Directions —
Quote all lines below exactly. Images stay out.

Data lines —
— Start —
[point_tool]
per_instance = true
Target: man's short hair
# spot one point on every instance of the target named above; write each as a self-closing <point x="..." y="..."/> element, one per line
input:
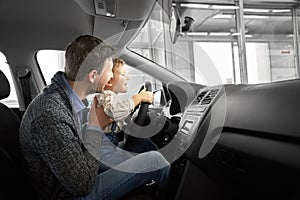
<point x="84" y="54"/>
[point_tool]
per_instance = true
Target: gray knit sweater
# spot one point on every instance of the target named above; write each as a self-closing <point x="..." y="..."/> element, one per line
<point x="60" y="163"/>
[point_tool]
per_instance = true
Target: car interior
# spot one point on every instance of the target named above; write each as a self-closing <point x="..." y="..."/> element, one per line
<point x="225" y="140"/>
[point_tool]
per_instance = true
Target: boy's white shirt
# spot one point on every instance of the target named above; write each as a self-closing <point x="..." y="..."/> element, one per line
<point x="116" y="108"/>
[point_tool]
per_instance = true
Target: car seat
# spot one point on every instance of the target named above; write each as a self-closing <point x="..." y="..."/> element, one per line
<point x="13" y="180"/>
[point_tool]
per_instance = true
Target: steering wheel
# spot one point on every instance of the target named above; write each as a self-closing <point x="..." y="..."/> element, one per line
<point x="142" y="118"/>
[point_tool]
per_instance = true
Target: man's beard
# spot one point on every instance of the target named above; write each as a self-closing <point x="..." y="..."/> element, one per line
<point x="93" y="89"/>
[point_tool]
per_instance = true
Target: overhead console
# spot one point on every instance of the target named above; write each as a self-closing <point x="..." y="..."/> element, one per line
<point x="116" y="21"/>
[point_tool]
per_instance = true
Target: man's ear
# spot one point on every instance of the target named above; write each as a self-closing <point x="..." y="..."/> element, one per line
<point x="92" y="76"/>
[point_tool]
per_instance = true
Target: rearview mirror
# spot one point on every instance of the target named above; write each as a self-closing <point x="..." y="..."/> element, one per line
<point x="157" y="98"/>
<point x="175" y="25"/>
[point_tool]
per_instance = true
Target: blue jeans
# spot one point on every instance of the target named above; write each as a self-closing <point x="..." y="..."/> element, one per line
<point x="117" y="182"/>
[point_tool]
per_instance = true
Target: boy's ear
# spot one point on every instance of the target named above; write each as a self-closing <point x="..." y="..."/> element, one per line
<point x="109" y="84"/>
<point x="92" y="75"/>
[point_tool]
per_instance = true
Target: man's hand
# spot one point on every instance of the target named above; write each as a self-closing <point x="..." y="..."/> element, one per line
<point x="97" y="116"/>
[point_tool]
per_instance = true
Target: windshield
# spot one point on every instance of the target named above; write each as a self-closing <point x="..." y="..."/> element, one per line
<point x="223" y="44"/>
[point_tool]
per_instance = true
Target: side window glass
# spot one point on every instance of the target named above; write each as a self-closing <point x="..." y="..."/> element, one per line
<point x="50" y="61"/>
<point x="12" y="100"/>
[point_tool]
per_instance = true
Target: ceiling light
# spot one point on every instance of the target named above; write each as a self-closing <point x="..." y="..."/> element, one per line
<point x="256" y="10"/>
<point x="221" y="16"/>
<point x="196" y="33"/>
<point x="219" y="33"/>
<point x="194" y="5"/>
<point x="223" y="7"/>
<point x="255" y="17"/>
<point x="281" y="10"/>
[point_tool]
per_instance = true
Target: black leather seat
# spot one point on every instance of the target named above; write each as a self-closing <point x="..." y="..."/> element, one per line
<point x="13" y="181"/>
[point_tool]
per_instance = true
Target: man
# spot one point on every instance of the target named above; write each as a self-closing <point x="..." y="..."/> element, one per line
<point x="62" y="156"/>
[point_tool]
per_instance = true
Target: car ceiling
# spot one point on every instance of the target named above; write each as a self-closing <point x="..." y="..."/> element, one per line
<point x="204" y="20"/>
<point x="52" y="24"/>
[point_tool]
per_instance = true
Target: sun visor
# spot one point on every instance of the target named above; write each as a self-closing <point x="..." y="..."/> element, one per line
<point x="118" y="9"/>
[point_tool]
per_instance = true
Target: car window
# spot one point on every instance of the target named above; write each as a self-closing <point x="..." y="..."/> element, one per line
<point x="12" y="100"/>
<point x="270" y="54"/>
<point x="50" y="61"/>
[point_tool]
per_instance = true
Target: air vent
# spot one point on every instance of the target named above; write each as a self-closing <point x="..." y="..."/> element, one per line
<point x="209" y="97"/>
<point x="101" y="5"/>
<point x="201" y="96"/>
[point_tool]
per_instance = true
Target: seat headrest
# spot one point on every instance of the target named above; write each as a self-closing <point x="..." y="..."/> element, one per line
<point x="4" y="86"/>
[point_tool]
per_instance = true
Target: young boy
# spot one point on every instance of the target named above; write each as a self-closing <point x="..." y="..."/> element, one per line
<point x="116" y="108"/>
<point x="119" y="110"/>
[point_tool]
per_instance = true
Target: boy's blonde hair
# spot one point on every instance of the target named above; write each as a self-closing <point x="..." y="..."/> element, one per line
<point x="118" y="62"/>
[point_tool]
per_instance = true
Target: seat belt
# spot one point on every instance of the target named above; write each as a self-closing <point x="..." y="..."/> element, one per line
<point x="24" y="79"/>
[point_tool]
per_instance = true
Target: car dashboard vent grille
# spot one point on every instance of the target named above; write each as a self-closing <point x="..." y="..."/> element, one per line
<point x="208" y="96"/>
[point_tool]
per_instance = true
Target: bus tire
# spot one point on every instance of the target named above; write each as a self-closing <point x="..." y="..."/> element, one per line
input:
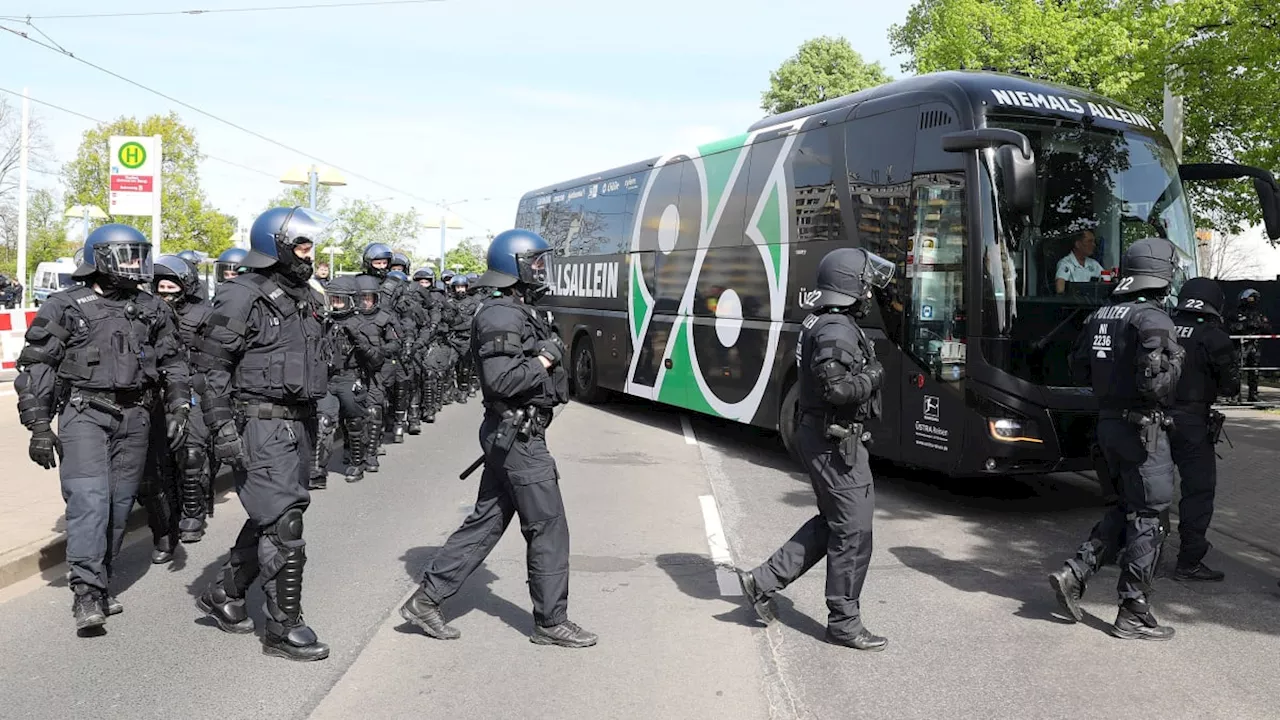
<point x="585" y="373"/>
<point x="789" y="418"/>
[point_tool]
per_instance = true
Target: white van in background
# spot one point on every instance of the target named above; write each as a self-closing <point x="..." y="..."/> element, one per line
<point x="50" y="278"/>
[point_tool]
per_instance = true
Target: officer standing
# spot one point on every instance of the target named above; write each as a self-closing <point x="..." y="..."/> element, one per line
<point x="264" y="374"/>
<point x="1129" y="354"/>
<point x="96" y="355"/>
<point x="840" y="381"/>
<point x="1211" y="369"/>
<point x="522" y="381"/>
<point x="1249" y="319"/>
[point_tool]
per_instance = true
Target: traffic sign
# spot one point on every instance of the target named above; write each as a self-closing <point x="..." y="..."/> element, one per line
<point x="133" y="176"/>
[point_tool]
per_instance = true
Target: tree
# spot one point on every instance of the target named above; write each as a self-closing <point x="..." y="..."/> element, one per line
<point x="1219" y="54"/>
<point x="823" y="68"/>
<point x="187" y="222"/>
<point x="467" y="256"/>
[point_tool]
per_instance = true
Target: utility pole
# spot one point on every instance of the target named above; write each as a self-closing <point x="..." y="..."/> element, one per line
<point x="24" y="158"/>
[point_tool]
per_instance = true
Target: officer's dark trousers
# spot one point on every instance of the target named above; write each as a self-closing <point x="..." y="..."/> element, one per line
<point x="103" y="461"/>
<point x="841" y="531"/>
<point x="1197" y="466"/>
<point x="1129" y="532"/>
<point x="278" y="455"/>
<point x="528" y="484"/>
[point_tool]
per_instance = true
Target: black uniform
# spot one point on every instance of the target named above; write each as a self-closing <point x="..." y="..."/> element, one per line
<point x="1129" y="354"/>
<point x="264" y="374"/>
<point x="1251" y="320"/>
<point x="839" y="387"/>
<point x="1210" y="369"/>
<point x="97" y="360"/>
<point x="522" y="481"/>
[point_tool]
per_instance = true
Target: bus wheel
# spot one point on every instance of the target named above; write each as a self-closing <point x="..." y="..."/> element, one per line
<point x="789" y="418"/>
<point x="586" y="373"/>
— End —
Answer —
[point_tool]
per_instance = true
Target: man's short hair
# spot one point on every instance of the target named above; write each as a self-closing <point x="..." y="..."/> element, one per line
input:
<point x="84" y="54"/>
[point_tool]
per_instance = true
Target: gray knit sweater
# spot one point on every instance of the target named above; write each as a self-closing <point x="..." y="..."/> element, one per line
<point x="60" y="163"/>
[point_tool]
per_instance = true
Target: car interior
# spot one point on every instance of the target named above; write each as a self-closing <point x="..." y="..."/> element, one per line
<point x="225" y="140"/>
[point_tool]
per_instance = true
Target: boy's white shirt
# spot one point on every instance of the target named above; write each as a self-closing <point x="..." y="..."/> element, one per line
<point x="116" y="108"/>
[point_tool]
per_instance = true
Target: car seat
# spot one point on every instance of the target named above; write each as a self-closing <point x="..." y="..."/> element, one per line
<point x="13" y="180"/>
[point_tool]
per_instance = true
Target: steering wheel
# spot one point on every instance of the target named above; write each as a self-closing <point x="..." y="..."/> element, one per line
<point x="142" y="118"/>
[point_tool]
per_instance = true
Target: man's beard
# spot one point on every instance of the target named above; write each as a self-closing <point x="..." y="..."/> element, one per line
<point x="93" y="89"/>
[point_tool]
per_instance = true
Target: overhead console
# spot one point on every instance of the target named above; write each as a self-closing <point x="..." y="..."/> element, one per line
<point x="116" y="21"/>
[point_tool]
per_instance = true
Target: man's ear
# spot one point on every instance of the target named above; write each as a self-closing <point x="..." y="..."/> element, one per line
<point x="92" y="76"/>
[point_tool]
per_instance = true
Target: rearview mirror
# spot one point on every instance of the target named above; write each as a self-closing <point x="..." y="..."/> element, one per line
<point x="157" y="98"/>
<point x="175" y="25"/>
[point_tool]
per_instance = true
Target: blue jeans
# spot one point on every instance of the target named above; write each as a self-closing <point x="..." y="..."/> element, one per line
<point x="117" y="182"/>
[point_tool]
per_instance = true
Target: boy's ear
# spot one point on every instance of the target named above; write each as a self-closing <point x="..." y="..."/> element, one per line
<point x="109" y="84"/>
<point x="92" y="75"/>
[point_tool]
per_instance = true
Target: man's hand
# spot one point on every instance of the target named above; write each as a self-closing <point x="..." y="..."/> element, one per line
<point x="97" y="116"/>
[point_tool]
per_instance = true
Target: windshield
# spot one point on every instance of the target named above; write each as a self-closing <point x="..." y="..."/> element, one per line
<point x="223" y="44"/>
[point_tool]
per_instance = true
Target: side window glass
# spot one point on every instance of the target named above; write each as a self-closing <point x="..." y="..."/> element, one per line
<point x="50" y="61"/>
<point x="12" y="100"/>
[point_tool]
per_instance = true
Target: ceiling light
# spot one point on every instance of the target named above; write each as a self-closing <point x="..." y="..."/> element, one per line
<point x="256" y="10"/>
<point x="221" y="16"/>
<point x="196" y="33"/>
<point x="219" y="33"/>
<point x="194" y="5"/>
<point x="223" y="7"/>
<point x="255" y="17"/>
<point x="281" y="10"/>
[point_tool]
per_instance = true
Target: black leather seat
# spot one point on every instance of the target named above; write each as a self-closing <point x="..." y="..."/> element, one per line
<point x="13" y="181"/>
[point_tool]
per_instance = true
Target: man
# spot one point on every instance of the target named above; write each as a self-closing <point x="..." y="..."/> element, one per line
<point x="62" y="156"/>
[point_tool]
per_instance = true
Target: car ceiling
# spot one point on every instance of the target named above; write each as a self-closing <point x="..." y="..."/> element, one per line
<point x="204" y="20"/>
<point x="52" y="24"/>
[point_tool]
per_instance = true
Target: sun visor
# spot one point on every instance of the target named above; write each as a self-closing <point x="..." y="..."/> element, one per line
<point x="118" y="9"/>
[point_tool]
per_instance = true
Target: car window
# spot one point on every instance of the target named above; write each as a self-closing <point x="..." y="..."/> element, one per line
<point x="12" y="100"/>
<point x="270" y="54"/>
<point x="50" y="61"/>
[point_tool]
per_instance = true
Target: air vent
# spot one point on every instance of the target named above; write each as a self-closing <point x="..." y="..."/> element, one per line
<point x="209" y="97"/>
<point x="101" y="5"/>
<point x="201" y="96"/>
[point_tool]
per_instance = true
Target: seat headrest
# spot one point on every instance of the target named above; write each as a self-closing <point x="..." y="..."/> element, one per line
<point x="4" y="86"/>
[point_tool]
per_instance = true
Target: young boy
# spot one point on every instance of the target named above; write each as a self-closing <point x="..." y="..."/> element, one per line
<point x="116" y="108"/>
<point x="119" y="110"/>
[point_tool]
per_instance = true
Target: boy's blonde hair
# spot one point on every instance of the target named above; write each as a self-closing <point x="..." y="..."/> element, one per line
<point x="118" y="62"/>
[point_tool]
per_instance = true
Target: seat belt
# spot one point on every instance of the target named above; write each as a self-closing <point x="..." y="..."/> element, one per line
<point x="24" y="79"/>
[point_tool]
per_instance = true
Target: car dashboard vent grille
# spot one point on every instance of the target named above; write each as a self-closing <point x="..." y="..."/> element, one per line
<point x="208" y="96"/>
[point_tool]
per_instance = true
Target: bus tire
# spot one point on every instance of the target named above; write each as a self-closing <point x="..." y="..."/> element, one per line
input:
<point x="585" y="373"/>
<point x="789" y="418"/>
[point_tool]
per_instance = true
Target: white van in background
# spot one point on every instance of the target named above; write each as a self-closing <point x="..." y="..."/> element, one per line
<point x="50" y="278"/>
[point_tool]
per_instance = true
Target: officer standing
# spot one point on every instance of the target named above; write each as a self-closing <point x="..." y="..."/> element, one per line
<point x="264" y="374"/>
<point x="1129" y="354"/>
<point x="96" y="355"/>
<point x="840" y="381"/>
<point x="1211" y="369"/>
<point x="522" y="381"/>
<point x="1249" y="319"/>
[point_tool]
per_instance = true
Target: traffic sign
# spot one point on every instance of the target named above; write each as a self-closing <point x="..." y="..."/> element, one per line
<point x="133" y="176"/>
[point_tool]
per_instance = true
Target: tree
# spot one point on every instance of the target named above; write each as a self-closing <point x="..." y="..."/> element, one per line
<point x="1219" y="54"/>
<point x="823" y="68"/>
<point x="187" y="222"/>
<point x="467" y="256"/>
[point_tool]
per_instance = true
Target: utility pole
# spot one point on every instance of the target named above; write each as a self-closing <point x="..." y="..."/> element, one per line
<point x="24" y="158"/>
[point_tool]
per_instance = true
Target: officer's dark trousers
# spot one point on every instance of the target named above; write each as a self-closing <point x="..." y="..."/> element, one per line
<point x="103" y="461"/>
<point x="841" y="531"/>
<point x="1197" y="466"/>
<point x="1129" y="532"/>
<point x="278" y="455"/>
<point x="528" y="484"/>
[point_tool]
per_instance = true
Target: black uniform
# spot one point on every instance of the target named above; write each as a self-closing <point x="..." y="..."/> element, one per line
<point x="1129" y="354"/>
<point x="264" y="374"/>
<point x="1251" y="320"/>
<point x="839" y="387"/>
<point x="1210" y="369"/>
<point x="97" y="360"/>
<point x="522" y="481"/>
[point_tool]
per_instance = true
Target: bus wheel
# spot one point on every instance of the target named above; write each as a self-closing <point x="..." y="..."/> element, one per line
<point x="789" y="418"/>
<point x="586" y="373"/>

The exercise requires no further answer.